Testo della pagina
————
Il tema della porta: Bloch, Hammershøi e Buñuel

Vilhelm Hammershøi
” Nessuno che non sia stato seduto fino a notte tarda con te saprà mai che cosa significhi raccontare. Chi racconta, indugia; gira intorno, con amore, anche a ciò che semplicemente è e deve essere trasformato.”

Kracauer

Vilhelm Hammershøi

Tema della porta

Chi noi siamo e quando viviamo veramente, finora nessuno lo ha saputo. Ancora più oscuro, come e dove ce ne andiamo; i morenti si allontaano, ma in che modo? Un pò più di putredine, un pò di polvere, non si tratta di questo. La fama, buona o cattiva, passa nella memoria di qualche sopravvissuto e là si trattiene per un po’. Ma gli uomini, oggetto di questo epilogo, se ne vanno verso un fine ignoto. Anche il nulla, che gli increduli notoficano, è irrapresentabile, anzi in fondo ancora piu oscuro di un qualcosa che resti.
————
Dati mostrati
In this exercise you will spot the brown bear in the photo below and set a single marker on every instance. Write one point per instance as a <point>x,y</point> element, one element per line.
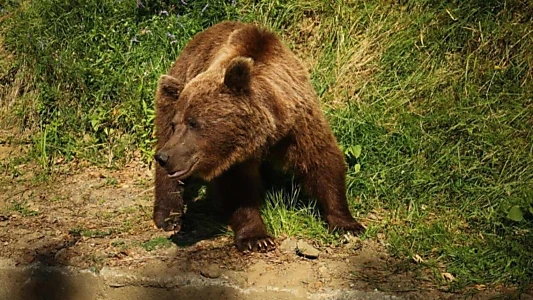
<point>235,100</point>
————
Da fare
1/ Indica se ciascuna affermazione concorda con il testo sul tema della porta, rispondendo sì o no e citando alla lettera le parole decisive: (a) la fama passa nella memoria di qualche sopravvissuto; (b) si sa bene chi siamo; (c) quando si muore, si tratta di un po' di polvere.
2/ Scrivi il seguito del testo sul tema della porta, partendo dopo la sua ultima frase.
Il materiale proviene da un'altra fonte.

Risposte
1/
(a) Sì: «La fama, buona o cattiva, passa nella memoria di qualche sopravvissuto e là si trattiene per un po’.»
(b) No: «Chi noi siamo e quando viviamo veramente, finora nessuno lo ha saputo.»
(c) No: «Un pò più di putredine, un pò di polvere, non si tratta di questo.»

2/
Uno esce dalla porta, ecco, non lo si vede piu. Anche lui scompare come se morisse, di colpo, il treno sparisce dietro la curva. Rimane tuttavia, anche nel caso di viaggi lontani e rischiosi, una differenza lampante, il vivente che parte resta sul nostro terreno, letteralmente: lo si può raggiungere al nostro livello senza bisogno di salire o di scendere. Il morente invece cambia di piano; semplicemente cadavere, va in un nulla irrapresentabile, che al massimo lascia il residuo di processi chimici, oppure sale, l’ “anima alata” scompare attraverso una grande porta aperta, situata in alto. La porta, per la quale egli se ne va, diventa una bocca che lo inghiotte, solo e vuoto quale ognuno di noi deve essere, affrontando da solo la morte; oppure diventa ingresso in qualcosa che non si sa e che non ha piu mura corporee. Quest’ultimo è l’esito “evidentemente” piu naturale, sebbene non se ne possa trarre alcun giudizio di realtà. Ma è singolare il modo in cui la porta colpisce emotivamente ogni volta che sia raffigurata in immagini o in storie; la parete rivolti alla quale ci si addormenta è la porta della morte.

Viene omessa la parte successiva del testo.